begin RECORDS SHOWN

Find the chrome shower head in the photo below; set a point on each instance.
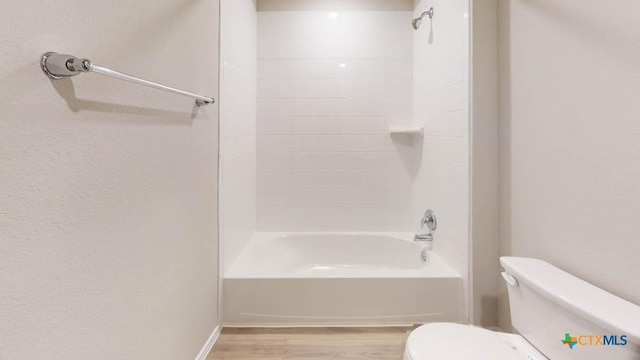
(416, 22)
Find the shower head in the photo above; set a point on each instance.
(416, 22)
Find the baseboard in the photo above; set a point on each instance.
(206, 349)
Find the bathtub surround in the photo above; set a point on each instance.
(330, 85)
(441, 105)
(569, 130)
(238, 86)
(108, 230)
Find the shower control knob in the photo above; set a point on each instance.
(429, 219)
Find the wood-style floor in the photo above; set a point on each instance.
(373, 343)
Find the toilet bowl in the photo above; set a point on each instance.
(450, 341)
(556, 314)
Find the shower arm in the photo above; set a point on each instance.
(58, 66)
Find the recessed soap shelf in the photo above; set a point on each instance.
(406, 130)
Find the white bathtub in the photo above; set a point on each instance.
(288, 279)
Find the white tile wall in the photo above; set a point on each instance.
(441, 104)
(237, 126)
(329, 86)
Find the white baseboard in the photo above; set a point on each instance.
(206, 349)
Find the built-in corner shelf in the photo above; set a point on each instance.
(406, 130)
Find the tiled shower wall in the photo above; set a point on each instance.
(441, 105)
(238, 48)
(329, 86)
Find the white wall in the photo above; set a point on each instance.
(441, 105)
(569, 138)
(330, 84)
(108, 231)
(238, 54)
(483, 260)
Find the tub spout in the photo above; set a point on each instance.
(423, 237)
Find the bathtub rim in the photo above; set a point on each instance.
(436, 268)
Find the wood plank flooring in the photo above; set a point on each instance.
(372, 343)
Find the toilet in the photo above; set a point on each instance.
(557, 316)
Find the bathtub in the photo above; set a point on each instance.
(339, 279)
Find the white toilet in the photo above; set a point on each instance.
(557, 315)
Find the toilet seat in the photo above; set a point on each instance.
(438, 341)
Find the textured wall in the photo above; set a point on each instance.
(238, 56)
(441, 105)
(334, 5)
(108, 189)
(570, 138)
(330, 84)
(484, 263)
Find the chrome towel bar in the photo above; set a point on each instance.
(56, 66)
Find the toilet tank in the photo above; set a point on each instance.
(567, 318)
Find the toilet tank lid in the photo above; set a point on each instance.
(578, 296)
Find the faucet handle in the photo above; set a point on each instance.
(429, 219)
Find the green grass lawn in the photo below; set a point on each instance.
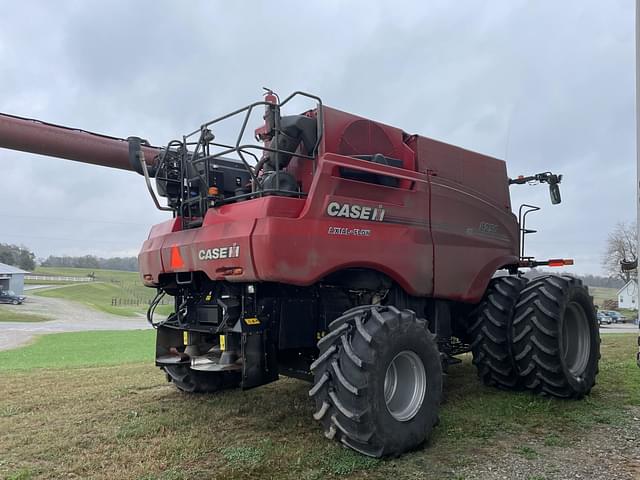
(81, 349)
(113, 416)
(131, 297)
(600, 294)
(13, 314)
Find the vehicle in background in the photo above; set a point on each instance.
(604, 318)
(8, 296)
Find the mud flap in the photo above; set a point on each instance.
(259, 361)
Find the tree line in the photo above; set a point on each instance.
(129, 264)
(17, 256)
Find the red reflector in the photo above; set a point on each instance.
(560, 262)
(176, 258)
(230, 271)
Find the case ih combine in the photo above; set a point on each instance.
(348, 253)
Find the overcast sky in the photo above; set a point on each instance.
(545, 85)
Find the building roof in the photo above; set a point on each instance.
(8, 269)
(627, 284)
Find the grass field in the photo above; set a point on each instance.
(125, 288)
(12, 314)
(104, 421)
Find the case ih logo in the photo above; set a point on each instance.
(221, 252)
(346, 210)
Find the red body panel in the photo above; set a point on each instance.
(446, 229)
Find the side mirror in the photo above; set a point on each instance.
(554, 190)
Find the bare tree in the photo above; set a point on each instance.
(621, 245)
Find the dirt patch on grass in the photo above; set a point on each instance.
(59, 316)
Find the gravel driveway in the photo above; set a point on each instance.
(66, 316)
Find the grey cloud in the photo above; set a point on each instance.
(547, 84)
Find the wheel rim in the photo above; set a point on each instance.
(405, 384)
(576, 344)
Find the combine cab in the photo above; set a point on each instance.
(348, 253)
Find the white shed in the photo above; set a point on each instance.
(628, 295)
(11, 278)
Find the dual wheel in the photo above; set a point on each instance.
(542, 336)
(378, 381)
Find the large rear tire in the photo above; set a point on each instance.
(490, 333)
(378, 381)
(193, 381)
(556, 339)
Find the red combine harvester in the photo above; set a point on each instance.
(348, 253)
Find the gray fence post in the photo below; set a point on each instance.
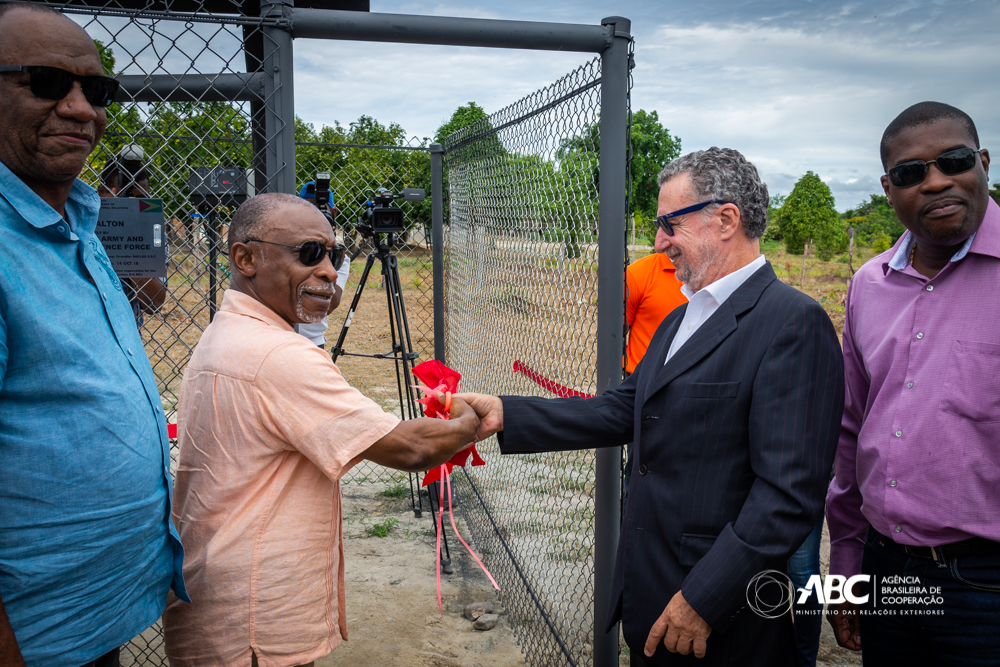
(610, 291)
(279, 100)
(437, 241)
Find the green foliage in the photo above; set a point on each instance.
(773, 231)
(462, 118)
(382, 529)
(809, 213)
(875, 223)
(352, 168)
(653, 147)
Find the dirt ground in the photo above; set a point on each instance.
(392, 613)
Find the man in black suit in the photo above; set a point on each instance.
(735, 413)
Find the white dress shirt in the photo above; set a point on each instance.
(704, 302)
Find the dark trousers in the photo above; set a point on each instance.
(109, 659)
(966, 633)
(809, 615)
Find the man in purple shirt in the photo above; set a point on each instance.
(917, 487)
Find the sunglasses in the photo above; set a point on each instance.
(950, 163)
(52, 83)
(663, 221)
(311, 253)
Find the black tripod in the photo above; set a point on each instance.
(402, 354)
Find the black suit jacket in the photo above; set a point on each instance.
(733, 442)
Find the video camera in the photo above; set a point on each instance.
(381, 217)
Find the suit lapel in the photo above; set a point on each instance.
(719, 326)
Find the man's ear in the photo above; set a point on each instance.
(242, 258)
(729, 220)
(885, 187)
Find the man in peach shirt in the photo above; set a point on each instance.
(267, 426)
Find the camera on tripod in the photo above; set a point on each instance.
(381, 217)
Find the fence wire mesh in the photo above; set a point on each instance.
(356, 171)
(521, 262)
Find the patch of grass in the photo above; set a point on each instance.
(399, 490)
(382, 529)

end RECORDS SHOWN

▶ **TASK BRIEF**: Reproduce every line of the listing from the line containing "Find the camera" through the end of the listing, both ends included and the requests unchanged, but multiply each point coordinate by 2.1 and round to the nearest whole number, with halves rounded up.

▶ **SOLUTION TO THIS PROBLEM**:
Find the camera on tripod in the photo above; set a point on each instance.
(800, 456)
Find the fence wire mesh in the photo above; set a point on each instance.
(748, 359)
(1094, 550)
Find the patch of grass in the photo above; set a point on each instance.
(838, 1029)
(802, 1111)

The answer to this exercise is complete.